# Task directions:
Where a picture shows up in the listing below, omit it and output the rest exactly.

# Information shown:
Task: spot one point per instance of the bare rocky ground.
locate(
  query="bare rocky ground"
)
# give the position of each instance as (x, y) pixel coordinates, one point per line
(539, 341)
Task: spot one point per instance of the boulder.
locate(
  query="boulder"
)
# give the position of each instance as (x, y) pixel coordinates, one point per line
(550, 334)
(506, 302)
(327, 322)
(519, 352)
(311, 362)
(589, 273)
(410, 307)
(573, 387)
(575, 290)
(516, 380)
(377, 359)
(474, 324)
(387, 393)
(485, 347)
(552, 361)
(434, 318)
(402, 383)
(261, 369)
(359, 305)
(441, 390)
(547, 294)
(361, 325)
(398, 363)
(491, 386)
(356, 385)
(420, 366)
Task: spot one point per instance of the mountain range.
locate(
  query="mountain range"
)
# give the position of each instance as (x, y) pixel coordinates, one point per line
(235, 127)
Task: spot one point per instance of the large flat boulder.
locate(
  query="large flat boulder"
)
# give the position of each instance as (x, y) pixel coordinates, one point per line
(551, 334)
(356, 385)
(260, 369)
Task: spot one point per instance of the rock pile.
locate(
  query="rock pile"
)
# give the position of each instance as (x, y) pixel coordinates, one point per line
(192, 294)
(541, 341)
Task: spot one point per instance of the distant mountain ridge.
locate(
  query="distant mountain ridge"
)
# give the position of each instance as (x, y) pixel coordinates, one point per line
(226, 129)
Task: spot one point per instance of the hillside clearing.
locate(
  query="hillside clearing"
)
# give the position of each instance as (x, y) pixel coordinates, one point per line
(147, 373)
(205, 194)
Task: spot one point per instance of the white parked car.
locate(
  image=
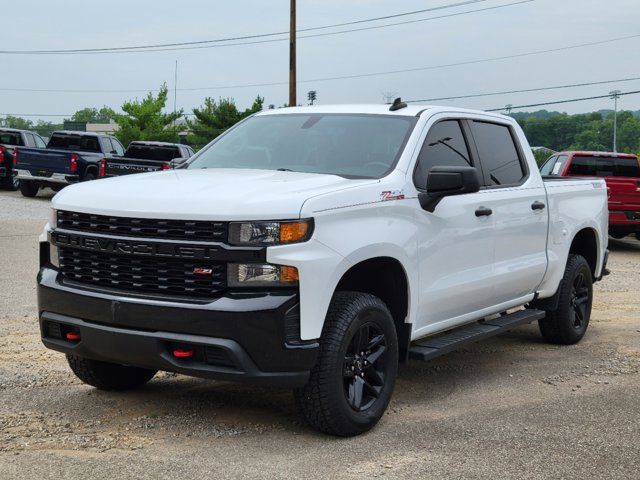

# Answer:
Task: spot one point per instance of the bare rocky ground.
locate(
  query="bare rocky ground"
)
# give the position of each instance as (x, y) pixel coordinates, one point per line
(539, 341)
Task: spot one point per instance of the boulder.
locate(
  query="boulder"
)
# give the position of each instance as (x, y) pixel coordinates, one point per line
(550, 334)
(506, 302)
(327, 322)
(519, 352)
(311, 362)
(589, 273)
(410, 307)
(573, 387)
(575, 290)
(516, 380)
(377, 359)
(474, 324)
(387, 393)
(485, 347)
(552, 361)
(434, 318)
(402, 383)
(261, 369)
(359, 305)
(441, 390)
(547, 294)
(361, 325)
(398, 363)
(491, 386)
(356, 385)
(420, 366)
Task: spot one point per instance of the mountain range.
locate(
  query="mountain range"
)
# give the position of each instance as (x, y) pixel coordinates, one point per line
(235, 127)
Task: spot one point per instance of the large flat boulder.
locate(
  query="large flat boulder"
)
# give the position of each instance as (x, y) pixel coordinates, one point per line
(551, 334)
(356, 385)
(260, 369)
Task: spot one point per instance of the rock pile.
locate(
  query="rock pile"
)
# give the position of each instance as (x, y) pixel coordinates, one point per line
(192, 294)
(541, 341)
Task: spot one point per instance of the distant mountain ridge.
locate(
  query="distant mountain ridge"
)
# give the position of each instance as (x, y) pixel coordinates, one point per line
(226, 129)
Task: spot one point per instance of the hillside clearing.
locate(
  query="hillside clearing"
)
# give the position of each instance as (x, y) pixel coordinates, one point per line
(147, 373)
(205, 194)
Task: spot one point per instance of the white parked car.
locate(
  image=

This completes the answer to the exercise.